[Stored items]

:::::

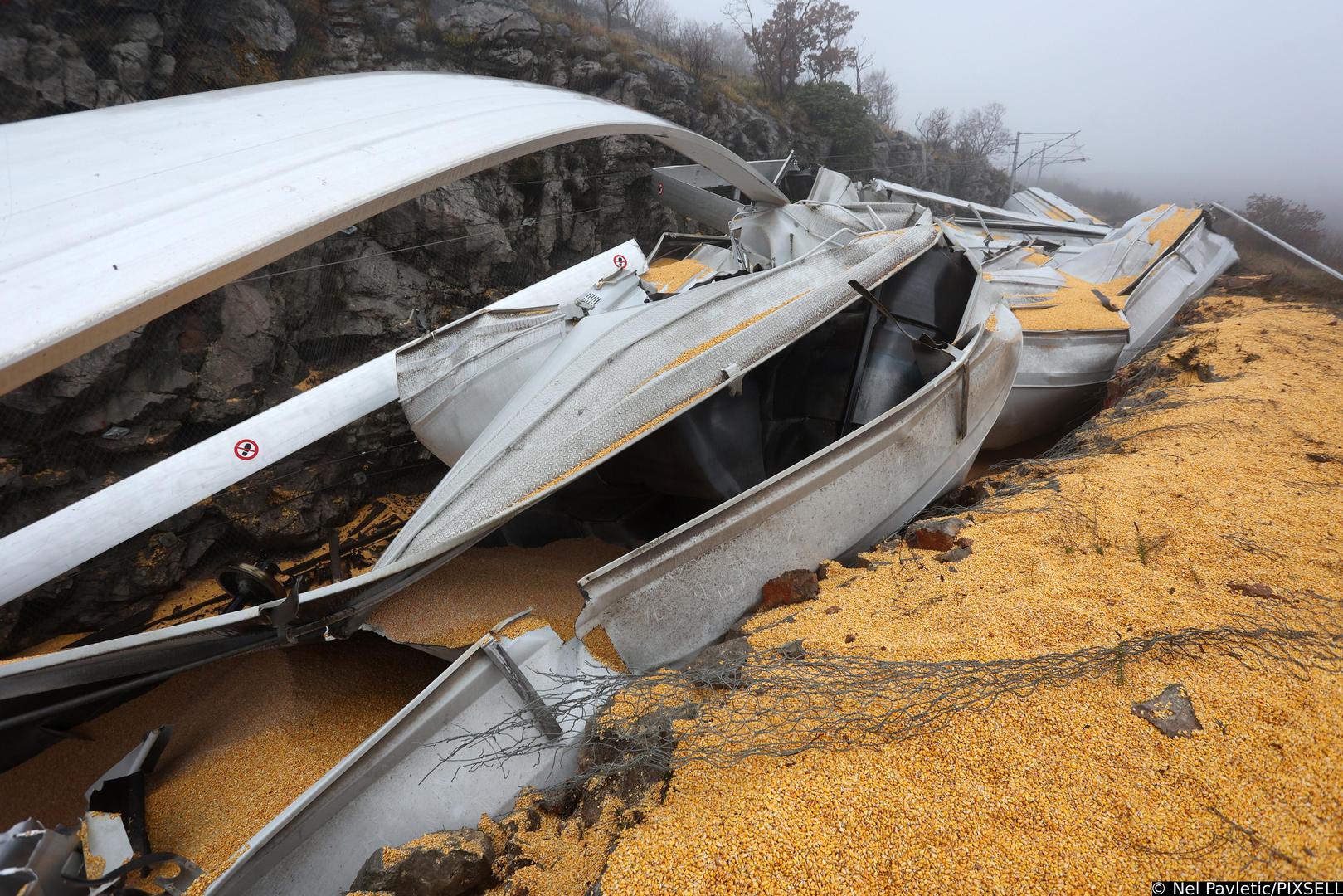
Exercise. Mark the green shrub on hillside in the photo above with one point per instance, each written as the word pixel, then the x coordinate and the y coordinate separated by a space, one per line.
pixel 837 112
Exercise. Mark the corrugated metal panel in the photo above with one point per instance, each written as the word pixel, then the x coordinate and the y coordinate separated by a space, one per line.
pixel 117 215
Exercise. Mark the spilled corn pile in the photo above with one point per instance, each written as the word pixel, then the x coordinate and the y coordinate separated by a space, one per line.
pixel 1208 497
pixel 250 735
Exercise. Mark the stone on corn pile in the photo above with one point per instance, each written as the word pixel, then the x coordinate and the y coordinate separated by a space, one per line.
pixel 445 863
pixel 1171 712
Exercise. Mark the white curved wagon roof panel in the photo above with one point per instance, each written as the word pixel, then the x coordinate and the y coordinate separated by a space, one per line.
pixel 113 217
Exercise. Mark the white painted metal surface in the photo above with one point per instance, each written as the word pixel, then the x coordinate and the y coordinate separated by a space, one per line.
pixel 114 217
pixel 65 539
pixel 982 210
pixel 453 383
pixel 1033 201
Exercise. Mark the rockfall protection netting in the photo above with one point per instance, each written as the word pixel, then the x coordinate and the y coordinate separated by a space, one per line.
pixel 789 700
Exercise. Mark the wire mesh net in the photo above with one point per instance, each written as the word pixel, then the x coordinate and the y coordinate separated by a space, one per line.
pixel 791 700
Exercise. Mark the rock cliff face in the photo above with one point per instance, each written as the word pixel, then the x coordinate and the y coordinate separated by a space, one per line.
pixel 251 344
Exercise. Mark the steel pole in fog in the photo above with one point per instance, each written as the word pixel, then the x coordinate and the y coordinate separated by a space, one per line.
pixel 1280 242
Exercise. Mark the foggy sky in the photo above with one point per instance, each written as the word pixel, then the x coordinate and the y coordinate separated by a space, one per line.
pixel 1177 100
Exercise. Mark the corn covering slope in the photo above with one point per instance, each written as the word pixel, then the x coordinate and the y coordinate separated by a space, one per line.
pixel 1224 469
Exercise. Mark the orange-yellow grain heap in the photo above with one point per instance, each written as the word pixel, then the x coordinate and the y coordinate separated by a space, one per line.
pixel 1065 789
pixel 249 737
pixel 670 275
pixel 464 599
pixel 1072 306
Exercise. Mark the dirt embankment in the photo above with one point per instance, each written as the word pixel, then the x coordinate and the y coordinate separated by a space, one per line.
pixel 1204 500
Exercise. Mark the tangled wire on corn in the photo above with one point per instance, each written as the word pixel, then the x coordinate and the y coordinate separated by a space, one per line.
pixel 789 702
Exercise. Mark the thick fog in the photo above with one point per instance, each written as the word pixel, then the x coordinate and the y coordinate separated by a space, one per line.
pixel 1177 100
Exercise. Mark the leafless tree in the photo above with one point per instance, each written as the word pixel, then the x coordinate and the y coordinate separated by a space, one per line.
pixel 861 62
pixel 796 34
pixel 881 95
pixel 698 45
pixel 935 129
pixel 659 22
pixel 980 134
pixel 637 11
pixel 733 54
pixel 613 7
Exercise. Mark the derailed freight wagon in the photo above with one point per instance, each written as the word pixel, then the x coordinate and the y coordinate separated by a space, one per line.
pixel 712 414
pixel 1089 297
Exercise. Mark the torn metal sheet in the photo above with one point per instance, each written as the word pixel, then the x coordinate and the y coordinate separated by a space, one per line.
pixel 683 590
pixel 119 215
pixel 395 786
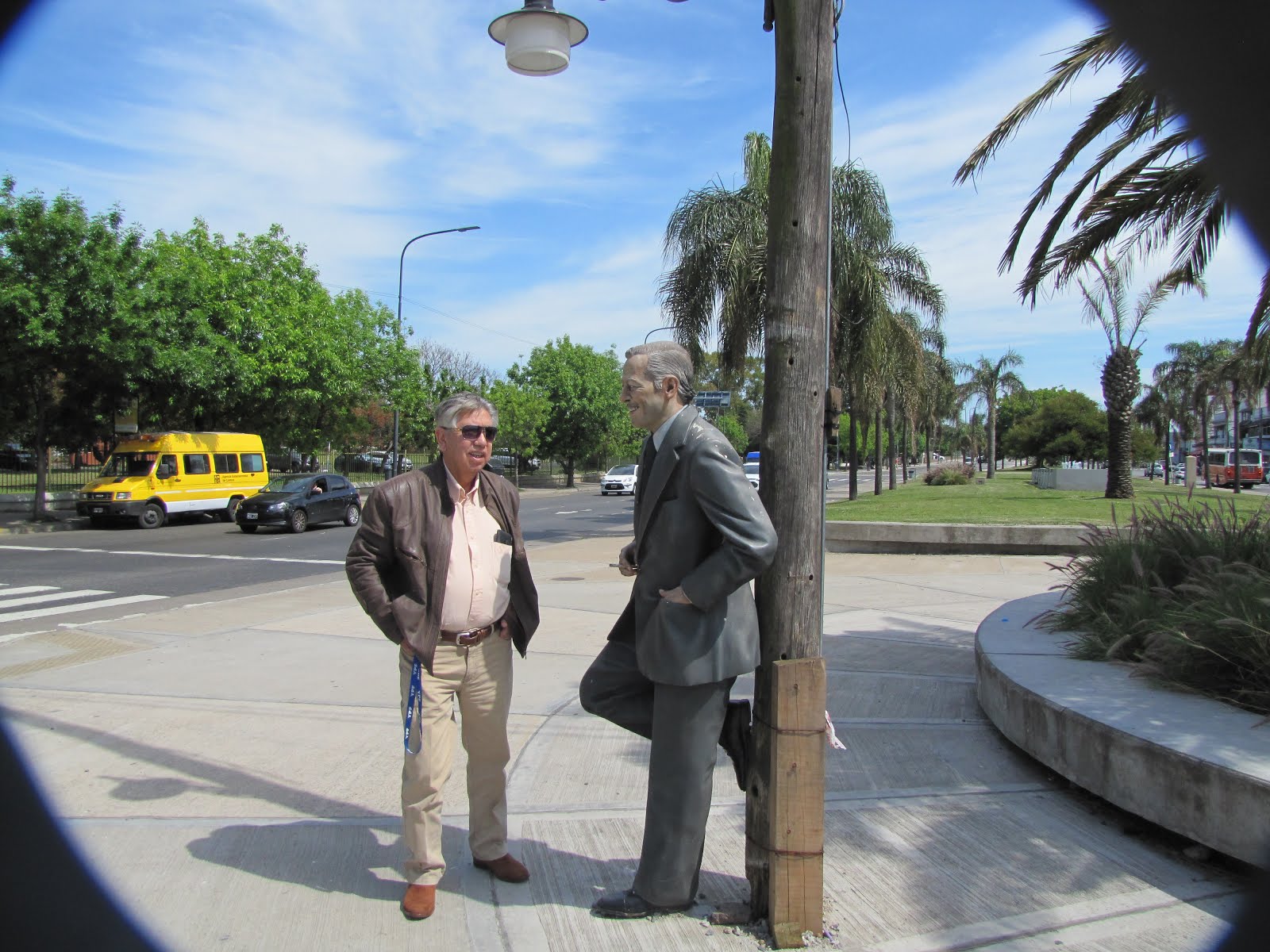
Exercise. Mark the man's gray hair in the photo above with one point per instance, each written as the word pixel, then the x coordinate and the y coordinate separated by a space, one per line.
pixel 667 359
pixel 450 409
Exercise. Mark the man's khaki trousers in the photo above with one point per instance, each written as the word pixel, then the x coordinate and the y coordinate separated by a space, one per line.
pixel 480 678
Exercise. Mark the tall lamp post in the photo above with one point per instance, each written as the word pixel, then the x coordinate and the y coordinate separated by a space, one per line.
pixel 397 416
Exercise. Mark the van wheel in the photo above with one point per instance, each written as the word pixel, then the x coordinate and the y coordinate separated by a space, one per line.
pixel 152 517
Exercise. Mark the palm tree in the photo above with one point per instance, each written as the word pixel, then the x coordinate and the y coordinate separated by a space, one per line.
pixel 1153 412
pixel 1162 194
pixel 1108 306
pixel 718 239
pixel 1194 372
pixel 717 248
pixel 991 381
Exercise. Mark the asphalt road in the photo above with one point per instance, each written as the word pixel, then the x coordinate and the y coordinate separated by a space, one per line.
pixel 48 581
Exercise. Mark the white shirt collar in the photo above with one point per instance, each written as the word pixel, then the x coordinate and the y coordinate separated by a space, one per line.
pixel 660 433
pixel 457 493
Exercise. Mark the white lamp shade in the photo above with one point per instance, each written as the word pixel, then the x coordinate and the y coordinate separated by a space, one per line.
pixel 537 42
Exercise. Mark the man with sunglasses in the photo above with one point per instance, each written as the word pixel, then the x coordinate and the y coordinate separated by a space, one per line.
pixel 689 630
pixel 438 562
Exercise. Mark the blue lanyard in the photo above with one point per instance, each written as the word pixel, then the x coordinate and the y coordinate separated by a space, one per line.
pixel 416 700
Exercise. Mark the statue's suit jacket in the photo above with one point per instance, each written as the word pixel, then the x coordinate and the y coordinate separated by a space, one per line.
pixel 698 524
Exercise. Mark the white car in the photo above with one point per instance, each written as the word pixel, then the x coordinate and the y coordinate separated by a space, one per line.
pixel 620 479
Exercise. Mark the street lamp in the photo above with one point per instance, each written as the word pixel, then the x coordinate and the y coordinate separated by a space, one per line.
pixel 397 416
pixel 537 38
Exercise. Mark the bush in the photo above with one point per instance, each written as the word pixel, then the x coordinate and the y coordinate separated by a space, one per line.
pixel 949 475
pixel 1185 593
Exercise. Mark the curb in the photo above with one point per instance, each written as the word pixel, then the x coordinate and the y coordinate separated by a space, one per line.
pixel 1191 765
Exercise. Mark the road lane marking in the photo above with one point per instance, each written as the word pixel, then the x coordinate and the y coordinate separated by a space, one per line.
pixel 82 607
pixel 175 555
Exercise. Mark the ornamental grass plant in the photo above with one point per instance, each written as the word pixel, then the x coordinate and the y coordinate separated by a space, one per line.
pixel 1181 592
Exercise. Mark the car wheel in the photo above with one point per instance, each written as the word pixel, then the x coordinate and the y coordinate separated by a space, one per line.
pixel 152 517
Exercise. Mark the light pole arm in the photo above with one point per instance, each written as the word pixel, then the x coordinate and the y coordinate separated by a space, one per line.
pixel 397 428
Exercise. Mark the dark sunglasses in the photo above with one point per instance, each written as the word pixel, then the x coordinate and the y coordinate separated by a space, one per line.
pixel 471 431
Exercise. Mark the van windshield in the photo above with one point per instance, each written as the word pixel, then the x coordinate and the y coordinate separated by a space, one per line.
pixel 129 465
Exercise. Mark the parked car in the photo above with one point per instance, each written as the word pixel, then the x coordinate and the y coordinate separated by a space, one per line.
pixel 298 501
pixel 620 479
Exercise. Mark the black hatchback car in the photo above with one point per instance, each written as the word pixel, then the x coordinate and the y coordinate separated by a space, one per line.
pixel 296 501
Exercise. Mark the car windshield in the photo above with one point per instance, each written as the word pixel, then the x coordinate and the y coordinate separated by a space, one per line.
pixel 286 484
pixel 130 465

:::::

## Directions
Transcribe the data exactly and leave no picture in the copy.

## Result for this task
Exercise. Mark the green shrub on hillside in the photo above with one point per instance, each written as the word pixel, then the x coordinate and the y coordinate separated by a space, one per line.
pixel 837 112
Exercise. Mark the corrugated metal panel in the photo above with one point per instance, each written as the word pixel, then the x coordinate and the y coordinate separated by a space, one per line.
pixel 117 215
Exercise. Mark the spilled corn pile in the photo above with one point per instance, each written as the word pixel, then the x coordinate and the y coordinate separated by a space, one per line.
pixel 1208 497
pixel 250 735
Exercise. Mark the stone on corn pile in the photo above with one point per instance, each written as the word pixel, then the x coordinate and the y coordinate separated by a space, one per line.
pixel 445 863
pixel 1171 712
Exercise. Mark the white curved wagon roof panel in the photo above with one point per instance, each written as the word pixel, then the x coordinate and the y coordinate separated by a space, one per line.
pixel 113 217
Exercise. Mark the white painted metal surface in the photo above with one point per instance, each written as the word pixel, then the x coordinate and the y coordinate separated by a space, one per line.
pixel 114 217
pixel 65 539
pixel 982 210
pixel 453 383
pixel 1033 201
Exercise. Mark the rockfall protection netting in the photo above with one point per instance, each written as the word pixel, then the x coordinate and the y coordinate separated by a space, one per line.
pixel 789 700
Exercise. Mark the wire mesh net in the photo above with one point per instance, each written as the word pixel, then the x coordinate and the y coordinate separated by a space, one per line.
pixel 791 700
Exercise. Mark the rock cliff face in the photo above with one point per instance, each written as the word pixel, then the x coordinate and the y coordinate separated by a space, one per line.
pixel 251 344
Exercise. Mark the steel pole in fog in the photo above with one point per instance, each written as the word pixel, then the x coordinate and the y coordinate separated by a space, one per line.
pixel 1280 242
Exercise. Mark the foggy sky in the photo above with one point per instance, each written as the word pixel, then the x coordinate and the y coordinate separated by a space, one per line.
pixel 1177 100
Exercise. Mark the corn covering slope in the photo above with one point per instance, each written as the word pixel, then the x coordinate and the y coordinate separated by a space, one per line.
pixel 1224 469
Exercise. Mark the orange-yellow grain heap in the photo above with one point per instance, each written as the word pixel, then the x coordinate and the y coordinate separated by a space, one per line.
pixel 1065 789
pixel 249 737
pixel 670 275
pixel 464 599
pixel 1072 306
Exercise. Mark the dirt embankment in the photo above with one point per instance, each written as the word pixel, then the x coordinate and the y coordinate separated by a space, one per line.
pixel 1204 500
Exercise. Mark the tangled wire on corn in the photo above with one point per instance, each written as the word pixel, then the x coordinate and the y coordinate separated by a space, one per line.
pixel 789 702
Exercise. Mark the thick fog in the photo above with one point per instance, each written as the word pixel, then the x coordinate and the y coordinate separated by a space, one per line.
pixel 1177 100
Exercise. Mark the leafless tree in the photo above with one point per instance, each written as the word pixel, then the x coordinate and the y coordinate separated by a space, one per line.
pixel 861 62
pixel 796 34
pixel 881 95
pixel 698 45
pixel 935 129
pixel 659 22
pixel 980 134
pixel 637 11
pixel 733 54
pixel 613 7
Exercise. Mark the derailed freight wagon in the photo above with one point per instance, each written as the word pixel, then the x coordinate and the y coordinate separated by a space, one per line.
pixel 712 414
pixel 1089 297
Exercise. Mark the torn metal sheet in the photo above with one point per instance, each written as the word pixel, then the x coordinate and the y coordinate separated by a space, one per line.
pixel 683 590
pixel 119 215
pixel 395 786
Exercise. Mark the man's gray hair in the photo above with one point per instance, each written as the word pixel, then the x coordinate and the y coordinate separated by a space, one per line.
pixel 667 359
pixel 450 409
Exercise. Mark the man's khaki trousers in the photo above with one point per instance, each written as the word pixel, then the x coordinate and the y coordinate separated by a space, one per line.
pixel 480 678
Exercise. Mark the tall lamp post in the photo above with one point per instance, each written as the word pixel, then the x coordinate and the y coordinate separated by a space, one per line.
pixel 397 416
Exercise. Mark the van wheel in the photo above with one point per instance, each written as the word pixel, then the x coordinate and the y coordinate separated by a space, one per line.
pixel 152 517
Exercise. Mark the palm tree in the photo above with one point per instance, each written as the word pixel, then the x coordinate and the y coordinate separated by a space, one per line.
pixel 1153 412
pixel 1162 194
pixel 1108 306
pixel 718 239
pixel 1194 372
pixel 717 248
pixel 991 381
Exercise. Mark the asphalt road in the photo above with one point per instance, each written as the word pixel, then the x coordinate and the y coordinate separated by a space, one per line.
pixel 48 581
Exercise. Mark the white shirt collar in the photo above with one point per instance, each written as the word pixel, then the x coordinate and the y coordinate separated by a space, one per line.
pixel 660 433
pixel 457 493
Exercise. Mark the white lamp shade in the photo above with one point per instance, each written as the word pixel, then the x coordinate and the y coordinate separated by a space, one per line.
pixel 537 42
Exercise. Mark the man with sunglasses in the photo above with one point per instance, each written as the word pixel, then the x coordinate and the y coordinate separated by a space, one per line.
pixel 689 630
pixel 438 562
Exercise. Mark the blue lanyard in the photo above with one point per instance, each written as the word pixel, then the x coordinate and the y coordinate separated by a space, one per line.
pixel 416 700
Exercise. Mark the statue's suit jacket in the photo above with one point per instance, each written as the word pixel, then the x coordinate and the y coordinate separated by a space, one per line.
pixel 698 524
Exercise. Mark the white car in the photo above with one point per instance, each written as the word pixel, then the x coordinate and the y coordinate separated by a space, one per line.
pixel 620 479
Exercise. Mark the street lamp in the photo above with one point per instance, each written as the word pixel, then the x coordinate and the y coordinate separated by a space, one per line.
pixel 397 416
pixel 537 38
Exercise. Mark the bush in the photo above with one point per instance, each written as the word pixel, then the x coordinate and the y coordinate separated by a space, one per line.
pixel 949 475
pixel 1185 593
Exercise. Mark the curb in the photo above with one point per instance, each written as the word pixel, then the x coordinate and the y coordinate separated by a space, one per line.
pixel 1191 765
Exercise. Mark the road lane marking in the photo above with one point per instance, each written as the word pixel, then the x coordinate and the y coordinate separated by a space, one per line.
pixel 82 607
pixel 175 555
Exercise. Mark the ornamental grass plant in the photo above with one point per instance, each written as the word pixel, then the x coordinate and the y coordinate separated by a space, one per line.
pixel 1181 592
Exercise. Mark the car wheel in the photo above with one point per instance, each written as the word pixel, then the x coordinate and the y coordinate separated by a space, one per line.
pixel 152 517
Exercise. Mark the light pole arm in the photo above with one point per instance, each written as the word pixel, then the x coordinate and the y coordinate separated by a space, one per line.
pixel 397 428
Exercise. Mark the dark sunglasses in the photo above with one point per instance, each written as the word pixel, then the x coordinate and the y coordinate separated by a space, one per line.
pixel 471 431
Exercise. Mark the van windshield in the photo above with one point per instance, each written as the word pixel, then the x coordinate and the y coordinate separated by a space, one per line.
pixel 129 465
Exercise. Mark the parked car in the photo above with one point per instance, each written as the word pixel, then the x coordinate and the y coordinate separated by a space, one per line.
pixel 298 501
pixel 620 479
Exercise. Mark the black hatchback car in the photo above with one point per instance, each written as the word pixel, then the x coordinate and the y coordinate separated by a space, one per line.
pixel 296 501
Exercise. Mark the car windshield in the photo above with one point per instance, each written as the word pixel, then the x coordinate and the y coordinate separated by a space, one per line.
pixel 286 484
pixel 130 465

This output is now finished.